» What the task asks
Repeat word for word everything in the Fastor change notes from "1. Fix a bug" down to "matrix-vector case (899c6c0)".

» Text passage
Performance and other key improvements

  1. Tensor class can now be treated as a compile time type as it can be initialised as constexpr by defining the macro FASTOR_ZERO_INITIALISE
  2. Higher order einsum functions now dispatch to matmul whenever possible which is much faster
  3. Much faster generic permutation, contraction and einsum algorithms that definitely beat the speed of hand-written C-code now based on recursive templates. CONTRACT_OPT is no longer necessary
  4. A much faster loop tiling based transpose function. It is at least 2X faster than implementations in other ET libraries
  5. Introducing libxsmm backend for matmul. The switch from in-built to libxsmm routines for matmul can be configured by the user using BLAS_SWITCH_MATRIX_SIZE_S for square matrices and BLAS_SWITCH_MATRIX_SIZE_NS for non-square matrices. Default sizes are 16 and 13 respectively. libxsmm brings substantial improvement for bigger size matrices
  6. Condensed unary ops and binary ops into a single more maintainable macro
  7. FASTOR_ASSERT is now a macro to assert which optimises better at release
  8. Optimised determinant for 4x4 cases. Determinant now works on all types and not just float and double
  9. all is now an alias to fall which means many tensor view expressions can now be dispatched to tensor fixed views. The implication of this is that expressions like a(all) and A(all,all) can just return the underlying tensor as opposed to creating a view with unnecessary sequences and offsets. This is much faster
  10. Specialised constructors for many view types that construct the tensor much faster
  11. Improved support for TensorMap class to behave exactly the same as Tensor class including views, block indexing and so on
  12. Improved unit-testing under many configurations (debug and release)
  13. Many Tensor related methods and functionalities have been separated in to separate files that are now usable by other tensor type classes
  14. Division of an expression by a scalar can now be dispatched to multiplication which creates the opportunity for FMA
  15. Cofactor and adjoint can now fall back to a scalar version when SIMD types are not available
  16. Documentation is now available under Wiki pages

Bug fixes

  1. Fix a bug in product method of Tensor class (99e3ff0)
  2. Fix AVX store bug in backend matmul 3k3 (8f4c6ae)
  3. Fix bug in tensor matmul for matrix-vector case (899c6c0)
  4. Fix a bug in SIMDVector under scalar mode with mixed types (f707070)
  5. Fix bugs with math functions on SIMDVector with size>256 not compiling (ca2c74d)
  6. Fix bugs with matrix-vector einsum (8241ac8, 70838d2)
  7. Fix a bug with strided_contraction when the second matrix disappears (4ff2ea0)
  8. Fix a bug in 4D tensor initializer_list constructor (901d8b1)
  9. Fixes to fully support SIMDVector fallback to scalar version
  10. and many more undocumented fixes

Key changes

  1. Complete re-architecturing the directory hierarchy of Fastor. Fastor should now be included as #include <Fastor/Fastor.h>
  2. TensorRef class has now been renamed to TensorMap
  3. Expressions now evaluate based on the type of their underlying derived classes rather than the tensor that they are getting assigned to

There is a lot more major and minor undocumented changes.

» Provided material
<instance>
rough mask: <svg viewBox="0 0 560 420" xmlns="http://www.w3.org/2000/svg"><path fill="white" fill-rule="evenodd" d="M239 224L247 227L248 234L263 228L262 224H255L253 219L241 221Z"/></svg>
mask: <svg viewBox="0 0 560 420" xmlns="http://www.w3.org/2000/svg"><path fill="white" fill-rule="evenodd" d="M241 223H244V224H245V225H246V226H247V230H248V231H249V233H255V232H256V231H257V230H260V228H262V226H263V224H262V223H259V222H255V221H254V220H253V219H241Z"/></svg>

» Expected output
1. Fix a bug in product method of Tensor class (99e3ff0)
  2. Fix AVX store bug in backend matmul 3k3 (8f4c6ae)
  3. Fix bug in tensor matmul for matrix-vector case (899c6c0)